[Testo]:
+++

Il portale di San Giacomo: "tuffo" nella Capri angioina

        Soffermiamoci sul portale e sull'affresco della chiesa di San Giacomo, non sfuggiti all'attenzione degli storici dell'arte, che costituiscono, senza alcun dubbio, quanto di più importante vi è in tutta la Certosa. 
        La lunetta, datata 1371 e sormontata da un arco ogivale in marmo di puro stile trecentesco, è opera di ignoto autore, nel quale sono manifesti influssi verso i modi più aggraziati e composti del pittore fiorentino Niccolò di Tommaso, attivo a Napoli in quegli stessi anni. L'affresco, interessante per l'eleganza del disegno e l'armonia del colore, manifesta chiaramente lo spirito degli artisti dell'epoca, attratti dalle bellezze della forma rivelate loro da Giotto. 
        La lunetta raffigura la Vergine in trono con bambino, circondata a sinistra da tre figure di uomini e a destra da tre donne. A sinistra, seguito da due gentiluomini, è il Conte Giacomo Arcucci, genuflesso nell'atto di aprire alla Vergine il modello della Certosa. A destra appare la regina Giovanna I, protettrice e benefattrice del monastero, chiaramente identificabile per la corona regale che ha sul capo  e per i gigli d'oro angioini che tempestano la lunga veste azzurra. Accanto alla Vergine appaiono San Brunone e San Giacomo i quali, rispettivamente, poggiano una mano sulla spalla della regina e del conte.

+++

[Esercizi proposti]:
1. Secondo il testo sul portale di San Giacomo, a quale anno risale la lunetta?
2. Traduci in inglese la frase del testo sul portale di San Giacomo: "La lunetta raffigura la Vergine in trono con bambino, circondata a sinistra da tre figure di uomini e a destra da tre donne."
3. Prosegui il testo sul portale di San Giacomo subito dopo la sua ultima frase.

[Dati registrati]:

+++

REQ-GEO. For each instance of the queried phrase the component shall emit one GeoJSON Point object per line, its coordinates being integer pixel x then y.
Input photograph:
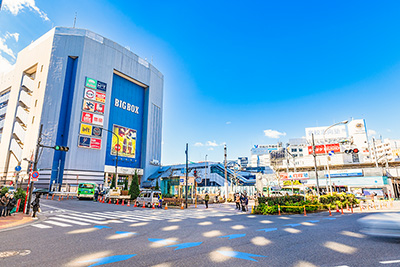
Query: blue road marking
{"type": "Point", "coordinates": [107, 260]}
{"type": "Point", "coordinates": [233, 236]}
{"type": "Point", "coordinates": [102, 227]}
{"type": "Point", "coordinates": [292, 224]}
{"type": "Point", "coordinates": [161, 241]}
{"type": "Point", "coordinates": [185, 245]}
{"type": "Point", "coordinates": [268, 229]}
{"type": "Point", "coordinates": [240, 255]}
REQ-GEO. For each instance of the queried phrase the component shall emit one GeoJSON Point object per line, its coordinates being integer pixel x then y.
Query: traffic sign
{"type": "Point", "coordinates": [35, 174]}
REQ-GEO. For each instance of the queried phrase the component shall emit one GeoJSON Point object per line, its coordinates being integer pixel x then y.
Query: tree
{"type": "Point", "coordinates": [112, 182]}
{"type": "Point", "coordinates": [134, 190]}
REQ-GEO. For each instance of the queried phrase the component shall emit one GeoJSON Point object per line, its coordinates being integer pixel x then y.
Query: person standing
{"type": "Point", "coordinates": [11, 204]}
{"type": "Point", "coordinates": [3, 205]}
{"type": "Point", "coordinates": [206, 199]}
{"type": "Point", "coordinates": [35, 205]}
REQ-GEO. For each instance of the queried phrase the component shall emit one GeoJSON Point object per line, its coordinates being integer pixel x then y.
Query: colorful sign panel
{"type": "Point", "coordinates": [91, 83]}
{"type": "Point", "coordinates": [90, 94]}
{"type": "Point", "coordinates": [320, 149]}
{"type": "Point", "coordinates": [87, 117]}
{"type": "Point", "coordinates": [86, 129]}
{"type": "Point", "coordinates": [126, 140]}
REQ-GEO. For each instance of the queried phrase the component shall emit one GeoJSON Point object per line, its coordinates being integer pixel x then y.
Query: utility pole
{"type": "Point", "coordinates": [315, 164]}
{"type": "Point", "coordinates": [187, 170]}
{"type": "Point", "coordinates": [226, 177]}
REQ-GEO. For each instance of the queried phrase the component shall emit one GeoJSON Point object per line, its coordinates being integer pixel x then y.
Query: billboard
{"type": "Point", "coordinates": [126, 142]}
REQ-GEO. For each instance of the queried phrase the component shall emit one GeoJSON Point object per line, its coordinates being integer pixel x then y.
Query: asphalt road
{"type": "Point", "coordinates": [84, 233]}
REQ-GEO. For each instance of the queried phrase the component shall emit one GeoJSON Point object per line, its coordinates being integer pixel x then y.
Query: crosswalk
{"type": "Point", "coordinates": [74, 218]}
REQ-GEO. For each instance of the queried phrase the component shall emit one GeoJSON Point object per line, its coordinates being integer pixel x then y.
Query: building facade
{"type": "Point", "coordinates": [91, 95]}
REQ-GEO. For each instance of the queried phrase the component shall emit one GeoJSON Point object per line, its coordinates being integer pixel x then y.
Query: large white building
{"type": "Point", "coordinates": [91, 95]}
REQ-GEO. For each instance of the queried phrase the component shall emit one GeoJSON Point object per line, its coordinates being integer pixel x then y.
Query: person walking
{"type": "Point", "coordinates": [3, 205]}
{"type": "Point", "coordinates": [206, 199]}
{"type": "Point", "coordinates": [35, 206]}
{"type": "Point", "coordinates": [11, 204]}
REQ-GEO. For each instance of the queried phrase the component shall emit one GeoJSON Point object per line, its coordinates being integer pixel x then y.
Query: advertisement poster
{"type": "Point", "coordinates": [95, 143]}
{"type": "Point", "coordinates": [84, 141]}
{"type": "Point", "coordinates": [86, 129]}
{"type": "Point", "coordinates": [87, 117]}
{"type": "Point", "coordinates": [127, 142]}
{"type": "Point", "coordinates": [98, 119]}
{"type": "Point", "coordinates": [99, 108]}
{"type": "Point", "coordinates": [100, 97]}
{"type": "Point", "coordinates": [90, 94]}
{"type": "Point", "coordinates": [88, 106]}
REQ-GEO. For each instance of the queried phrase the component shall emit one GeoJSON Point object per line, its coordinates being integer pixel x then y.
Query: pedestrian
{"type": "Point", "coordinates": [35, 206]}
{"type": "Point", "coordinates": [237, 200]}
{"type": "Point", "coordinates": [206, 199]}
{"type": "Point", "coordinates": [11, 204]}
{"type": "Point", "coordinates": [3, 205]}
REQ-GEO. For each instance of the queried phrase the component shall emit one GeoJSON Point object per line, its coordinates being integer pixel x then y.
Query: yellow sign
{"type": "Point", "coordinates": [126, 143]}
{"type": "Point", "coordinates": [86, 129]}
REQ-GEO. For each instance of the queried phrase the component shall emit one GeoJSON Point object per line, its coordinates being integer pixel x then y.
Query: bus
{"type": "Point", "coordinates": [86, 190]}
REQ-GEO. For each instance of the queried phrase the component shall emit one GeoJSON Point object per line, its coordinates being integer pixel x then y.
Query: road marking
{"type": "Point", "coordinates": [82, 219]}
{"type": "Point", "coordinates": [42, 226]}
{"type": "Point", "coordinates": [69, 221]}
{"type": "Point", "coordinates": [390, 262]}
{"type": "Point", "coordinates": [58, 223]}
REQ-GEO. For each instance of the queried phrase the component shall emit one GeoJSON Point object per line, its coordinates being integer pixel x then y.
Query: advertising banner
{"type": "Point", "coordinates": [88, 105]}
{"type": "Point", "coordinates": [84, 142]}
{"type": "Point", "coordinates": [87, 117]}
{"type": "Point", "coordinates": [99, 108]}
{"type": "Point", "coordinates": [126, 142]}
{"type": "Point", "coordinates": [101, 97]}
{"type": "Point", "coordinates": [90, 94]}
{"type": "Point", "coordinates": [91, 83]}
{"type": "Point", "coordinates": [320, 149]}
{"type": "Point", "coordinates": [86, 129]}
{"type": "Point", "coordinates": [95, 143]}
{"type": "Point", "coordinates": [98, 119]}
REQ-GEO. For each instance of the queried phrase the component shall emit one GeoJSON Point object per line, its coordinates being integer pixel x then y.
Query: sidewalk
{"type": "Point", "coordinates": [14, 220]}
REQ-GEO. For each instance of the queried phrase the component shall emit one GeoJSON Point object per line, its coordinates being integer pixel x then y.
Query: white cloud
{"type": "Point", "coordinates": [15, 6]}
{"type": "Point", "coordinates": [273, 134]}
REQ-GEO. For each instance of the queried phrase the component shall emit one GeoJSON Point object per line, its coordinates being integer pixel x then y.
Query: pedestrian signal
{"type": "Point", "coordinates": [61, 148]}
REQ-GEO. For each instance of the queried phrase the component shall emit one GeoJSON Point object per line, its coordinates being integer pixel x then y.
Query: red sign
{"type": "Point", "coordinates": [95, 143]}
{"type": "Point", "coordinates": [87, 117]}
{"type": "Point", "coordinates": [100, 97]}
{"type": "Point", "coordinates": [320, 149]}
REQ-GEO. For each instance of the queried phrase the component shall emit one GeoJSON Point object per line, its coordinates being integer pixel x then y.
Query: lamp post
{"type": "Point", "coordinates": [327, 155]}
{"type": "Point", "coordinates": [117, 148]}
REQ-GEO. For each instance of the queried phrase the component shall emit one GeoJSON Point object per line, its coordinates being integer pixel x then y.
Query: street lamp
{"type": "Point", "coordinates": [117, 148]}
{"type": "Point", "coordinates": [327, 155]}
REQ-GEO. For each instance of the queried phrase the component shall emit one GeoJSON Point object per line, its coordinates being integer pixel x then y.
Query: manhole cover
{"type": "Point", "coordinates": [11, 253]}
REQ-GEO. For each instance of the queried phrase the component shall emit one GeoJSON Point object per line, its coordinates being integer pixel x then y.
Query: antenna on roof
{"type": "Point", "coordinates": [75, 20]}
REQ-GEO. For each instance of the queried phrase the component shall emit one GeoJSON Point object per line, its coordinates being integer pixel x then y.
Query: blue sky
{"type": "Point", "coordinates": [234, 70]}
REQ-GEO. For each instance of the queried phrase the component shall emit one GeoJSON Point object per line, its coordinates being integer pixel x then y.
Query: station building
{"type": "Point", "coordinates": [91, 95]}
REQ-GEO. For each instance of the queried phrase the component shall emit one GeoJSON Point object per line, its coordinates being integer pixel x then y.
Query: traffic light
{"type": "Point", "coordinates": [61, 148]}
{"type": "Point", "coordinates": [351, 151]}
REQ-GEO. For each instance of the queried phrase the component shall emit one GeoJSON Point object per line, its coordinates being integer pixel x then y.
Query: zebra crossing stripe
{"type": "Point", "coordinates": [58, 223]}
{"type": "Point", "coordinates": [69, 221]}
{"type": "Point", "coordinates": [41, 226]}
{"type": "Point", "coordinates": [82, 219]}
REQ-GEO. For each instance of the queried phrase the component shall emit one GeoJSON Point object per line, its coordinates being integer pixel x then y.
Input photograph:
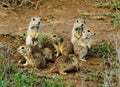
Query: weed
{"type": "Point", "coordinates": [94, 76]}
{"type": "Point", "coordinates": [102, 50]}
{"type": "Point", "coordinates": [116, 19]}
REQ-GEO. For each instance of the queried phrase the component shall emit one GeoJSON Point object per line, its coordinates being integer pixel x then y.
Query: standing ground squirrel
{"type": "Point", "coordinates": [33, 31]}
{"type": "Point", "coordinates": [35, 60]}
{"type": "Point", "coordinates": [82, 44]}
{"type": "Point", "coordinates": [77, 29]}
{"type": "Point", "coordinates": [61, 45]}
{"type": "Point", "coordinates": [65, 63]}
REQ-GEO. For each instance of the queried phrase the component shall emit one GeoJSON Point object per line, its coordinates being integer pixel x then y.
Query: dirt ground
{"type": "Point", "coordinates": [62, 13]}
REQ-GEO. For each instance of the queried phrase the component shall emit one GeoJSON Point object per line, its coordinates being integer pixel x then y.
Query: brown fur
{"type": "Point", "coordinates": [82, 44]}
{"type": "Point", "coordinates": [65, 63]}
{"type": "Point", "coordinates": [61, 45]}
{"type": "Point", "coordinates": [35, 60]}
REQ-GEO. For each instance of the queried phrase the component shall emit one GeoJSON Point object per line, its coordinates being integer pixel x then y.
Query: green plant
{"type": "Point", "coordinates": [20, 80]}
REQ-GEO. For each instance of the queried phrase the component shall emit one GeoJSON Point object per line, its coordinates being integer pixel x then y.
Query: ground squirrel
{"type": "Point", "coordinates": [65, 63]}
{"type": "Point", "coordinates": [33, 31]}
{"type": "Point", "coordinates": [61, 45]}
{"type": "Point", "coordinates": [77, 29]}
{"type": "Point", "coordinates": [35, 60]}
{"type": "Point", "coordinates": [82, 44]}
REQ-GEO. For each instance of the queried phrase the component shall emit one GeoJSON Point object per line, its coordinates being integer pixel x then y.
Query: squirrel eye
{"type": "Point", "coordinates": [76, 29]}
{"type": "Point", "coordinates": [54, 35]}
{"type": "Point", "coordinates": [88, 30]}
{"type": "Point", "coordinates": [77, 21]}
{"type": "Point", "coordinates": [33, 19]}
{"type": "Point", "coordinates": [22, 48]}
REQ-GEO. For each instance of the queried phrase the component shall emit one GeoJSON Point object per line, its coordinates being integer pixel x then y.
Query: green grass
{"type": "Point", "coordinates": [103, 49]}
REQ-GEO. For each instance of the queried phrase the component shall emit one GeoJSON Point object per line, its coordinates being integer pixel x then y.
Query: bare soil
{"type": "Point", "coordinates": [62, 13]}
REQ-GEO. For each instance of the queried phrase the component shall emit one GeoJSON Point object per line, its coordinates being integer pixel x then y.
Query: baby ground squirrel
{"type": "Point", "coordinates": [33, 31]}
{"type": "Point", "coordinates": [77, 29]}
{"type": "Point", "coordinates": [65, 63]}
{"type": "Point", "coordinates": [35, 60]}
{"type": "Point", "coordinates": [82, 44]}
{"type": "Point", "coordinates": [61, 45]}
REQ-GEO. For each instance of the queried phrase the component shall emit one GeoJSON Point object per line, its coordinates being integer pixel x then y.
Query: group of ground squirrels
{"type": "Point", "coordinates": [68, 53]}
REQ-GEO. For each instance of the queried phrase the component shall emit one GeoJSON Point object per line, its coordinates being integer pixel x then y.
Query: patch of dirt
{"type": "Point", "coordinates": [63, 14]}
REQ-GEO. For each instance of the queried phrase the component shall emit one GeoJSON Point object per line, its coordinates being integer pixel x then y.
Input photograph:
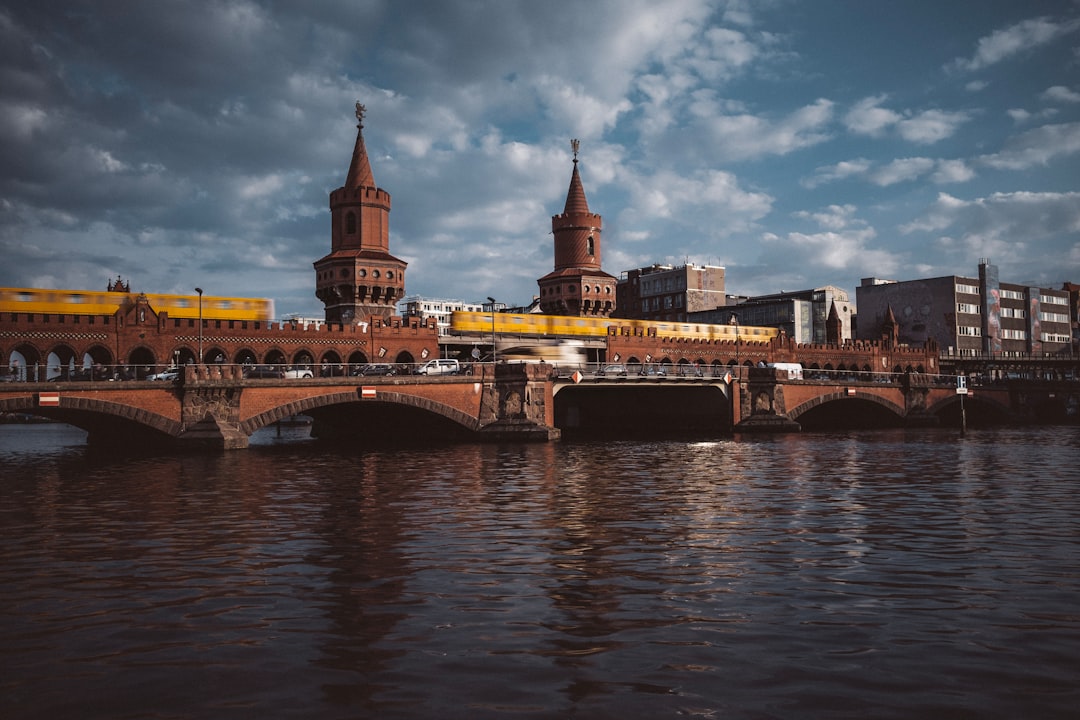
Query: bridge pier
{"type": "Point", "coordinates": [522, 404]}
{"type": "Point", "coordinates": [760, 404]}
{"type": "Point", "coordinates": [211, 419]}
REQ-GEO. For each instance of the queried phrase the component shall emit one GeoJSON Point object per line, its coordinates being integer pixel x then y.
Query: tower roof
{"type": "Point", "coordinates": [360, 168]}
{"type": "Point", "coordinates": [576, 197]}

+++

[Risposte per esercizio]:
1. 1371

2. The lunette depicts the Virgin enthroned with the Child, surrounded on the left by three male figures and on the right by three women.

3.
        Nell'angolo interno dell'arco ogivale è dipinto lo Spirito Santo sotto le sembianze della colomba; intorno corrono angeli con strumenti musicali. Alla sommità dell'arco è scolpito un Agnus Dei.  Nel mezzo dell'architrave appare uno stemma angioino d'azzurro disseminato di gigli d'oro, elementi visibili sulla veste regale di Giovanna I. Tale stemma è un elemento fondamentale, insieme agli altri particolari iconografici che emergono dall'affresco, per individuare l'arco cronologico che va dal 1371 al 1374, nel quale il complesso conventuale ispirato al modello della Certosa di San Martino a Napoli, fu edificato. 
        Il committente fu certamente Giacomo Arcucci, conte di Minervino e signore di Altamura, regio consigliere, camerario di Sicilia ed infine segretario di stato della regina Giovanna I.